[BEGIN]

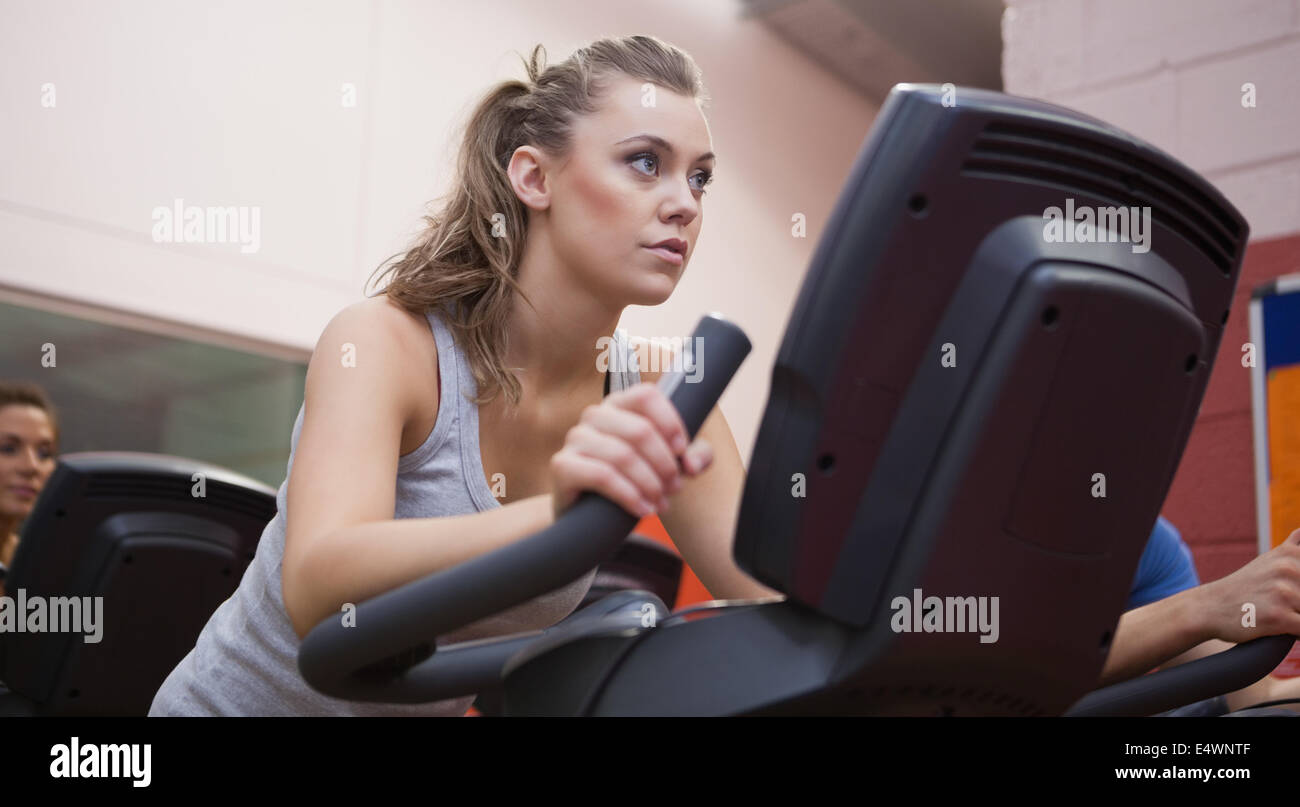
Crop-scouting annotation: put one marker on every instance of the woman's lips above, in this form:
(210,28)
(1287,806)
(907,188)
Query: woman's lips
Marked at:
(668,255)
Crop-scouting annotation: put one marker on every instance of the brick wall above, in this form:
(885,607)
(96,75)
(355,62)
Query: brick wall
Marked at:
(1171,72)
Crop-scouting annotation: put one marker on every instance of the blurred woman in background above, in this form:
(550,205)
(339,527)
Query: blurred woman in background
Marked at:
(29,445)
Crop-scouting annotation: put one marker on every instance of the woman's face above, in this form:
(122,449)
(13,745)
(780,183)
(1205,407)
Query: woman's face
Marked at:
(635,177)
(26,458)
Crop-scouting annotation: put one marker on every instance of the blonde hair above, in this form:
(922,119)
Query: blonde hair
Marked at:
(27,394)
(456,264)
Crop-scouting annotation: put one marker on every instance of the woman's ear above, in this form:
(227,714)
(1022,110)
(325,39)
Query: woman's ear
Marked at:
(527,172)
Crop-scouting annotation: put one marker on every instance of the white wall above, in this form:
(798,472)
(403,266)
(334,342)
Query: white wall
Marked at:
(239,104)
(1171,72)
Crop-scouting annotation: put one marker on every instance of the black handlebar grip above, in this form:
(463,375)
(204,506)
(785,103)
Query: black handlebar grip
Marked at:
(372,659)
(1222,672)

[END]

** SET TASK **
Output the full set of records above without changing a word, and drop the images.

** CORRECT OUTPUT **
Crop-scouting annotation: put one marker on every instance of the woman's lips above, in this form:
(210,28)
(1287,806)
(907,188)
Query: woman's lips
Marked at:
(668,255)
Crop-scouting annotation: put one marker on every instance of the brick wall above, in this form:
(885,607)
(96,75)
(355,62)
Query: brick wall
Marked at:
(1171,72)
Crop-scouting annotation: put one marker on every instance of the blurred woman in background above, in this form:
(550,205)
(339,527)
Query: blurred woman in background
Marked at:
(29,445)
Crop-scouting annotation: put one marker on every instance of the woman's face above, in this form:
(122,449)
(13,745)
(780,183)
(1205,407)
Query: woman's face
Marked at:
(635,177)
(26,458)
Crop-scouting annotation: put one marker on every instance of the blonde hair above, in this form:
(922,119)
Query: blonde hair
Marked at:
(27,394)
(456,264)
Crop-scouting annotation: put one marker on every instance of the woman's ear above, in this form:
(227,714)
(1022,110)
(325,39)
Query: woman's ear
Marked at:
(527,172)
Crop-scouting annotation: put one marker on every instance of the white wall above, in this form:
(798,472)
(403,266)
(334,342)
Query: white wall
Marked at:
(239,104)
(1171,72)
Crop-scouting annotation: put one marker on every instance of the black handlebar grip above, in this form:
(463,375)
(204,506)
(785,103)
Query: black handlebar grip
Marked at:
(372,659)
(1222,672)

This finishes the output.